In January 2024, Patty ended fan speculation and confirmed As It Is’ hiatus, two years after releasing I WENT TO HELL AND BACK and five after Ben’s exit from the band. But nearly three years later, they’ve reformed, reissued their debut, and written album five from the ground up. It all feels like a combination of destiny and miracle.
“When we did start reconnecting, it was going for drinks and hanging out as friends first,” clarifies Ben. “I needed to step away because it was more of a identity crisis, not knowing who I was outside of being Ben from As It Is. I needed to find that.
“That still led me back to music in a different way – doing Bleak Soul and crew stuff – but within that, I learned very quickly that I really struggle to care as much about any art project as I do As It Is.”
“It was so important to write this record, get the band back together, reclaim our brotherhood and our agency,” adds Patty, “because of how painful it was to watch a project that we'd built together crumble and fall apart, when everybody stepped away.

Exercise brief: Can you retype the As It Is passage between "In January 2024, Patty" and "destiny and miracle.", inclusive?

Stored data:
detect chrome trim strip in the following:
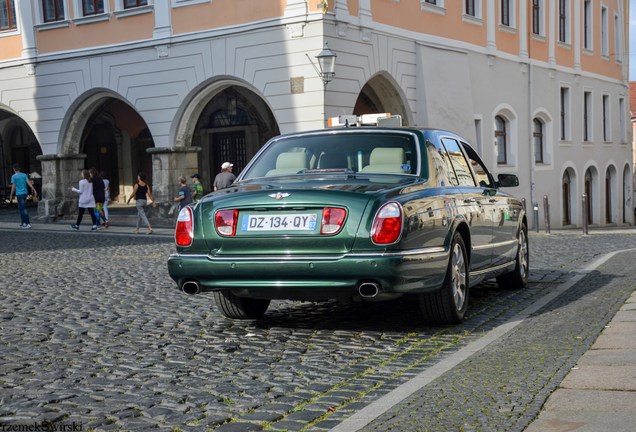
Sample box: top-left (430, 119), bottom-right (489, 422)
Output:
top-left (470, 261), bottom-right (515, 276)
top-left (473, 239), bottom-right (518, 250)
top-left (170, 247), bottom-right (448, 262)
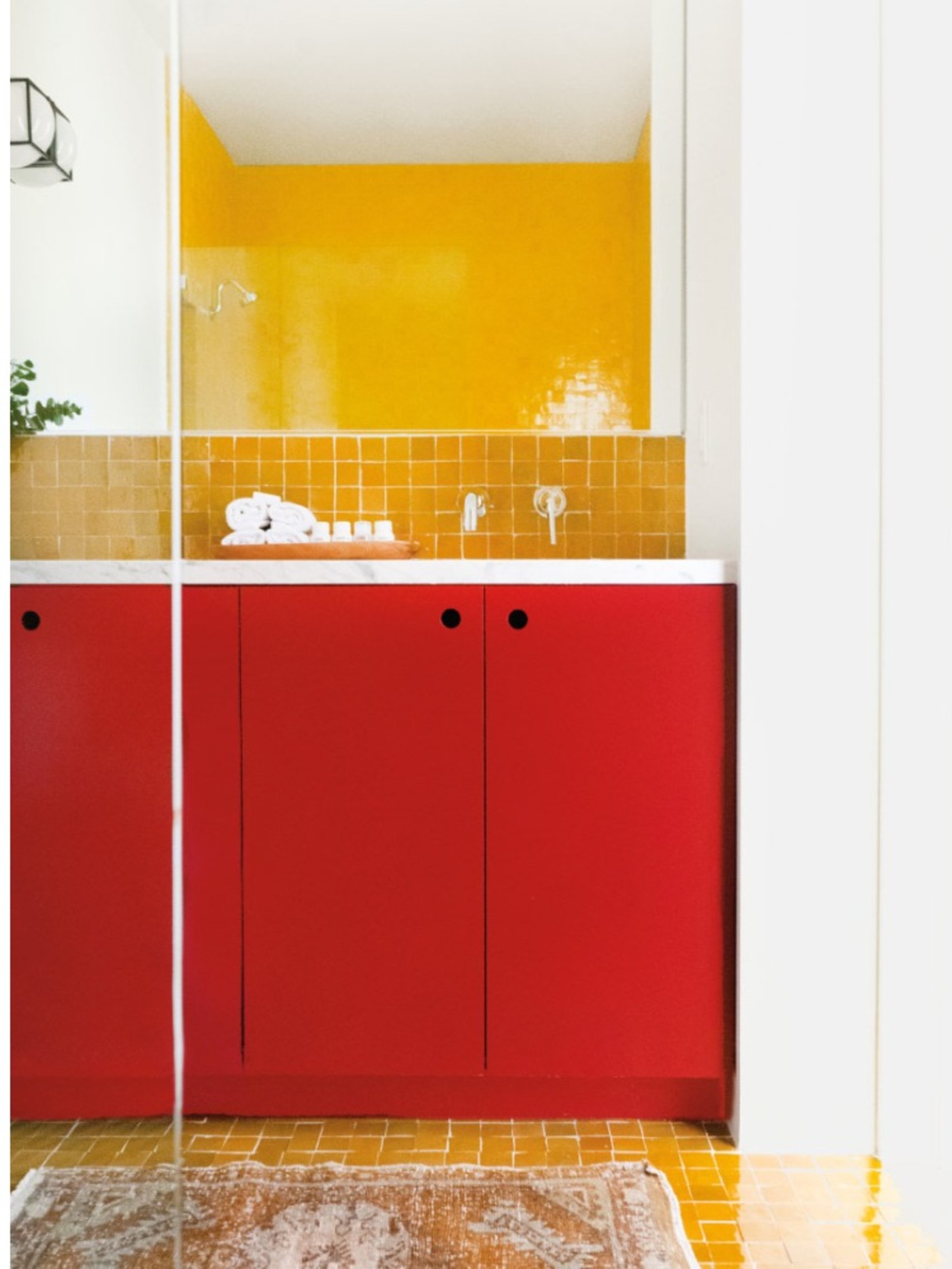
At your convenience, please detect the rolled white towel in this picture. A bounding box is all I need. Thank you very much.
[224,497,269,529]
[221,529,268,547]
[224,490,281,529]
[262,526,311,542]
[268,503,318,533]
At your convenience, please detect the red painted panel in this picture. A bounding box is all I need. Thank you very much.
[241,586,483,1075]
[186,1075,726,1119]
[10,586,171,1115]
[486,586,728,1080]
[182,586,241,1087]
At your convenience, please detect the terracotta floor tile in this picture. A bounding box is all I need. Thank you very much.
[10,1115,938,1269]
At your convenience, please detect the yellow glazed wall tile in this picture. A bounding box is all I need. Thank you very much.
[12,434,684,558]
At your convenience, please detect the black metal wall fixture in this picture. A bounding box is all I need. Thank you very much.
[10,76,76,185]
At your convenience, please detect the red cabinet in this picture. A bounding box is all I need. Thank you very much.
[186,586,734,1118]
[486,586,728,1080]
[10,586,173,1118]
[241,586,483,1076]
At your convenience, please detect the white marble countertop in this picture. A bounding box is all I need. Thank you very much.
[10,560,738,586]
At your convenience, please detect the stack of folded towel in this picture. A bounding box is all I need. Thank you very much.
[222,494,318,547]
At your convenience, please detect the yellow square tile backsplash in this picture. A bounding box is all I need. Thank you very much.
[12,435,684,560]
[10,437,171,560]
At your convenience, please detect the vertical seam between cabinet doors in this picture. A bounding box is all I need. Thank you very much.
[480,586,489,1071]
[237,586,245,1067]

Result of this exercise:
In January 2024, Patty ended fan speculation and confirmed As It Is’ hiatus, two years after releasing I WENT TO HELL AND BACK and five after Ben’s exit from the band. But nearly three years later, they’ve reformed, reissued their debut, and written album five from the ground up. It all feels like a combination of destiny and miracle.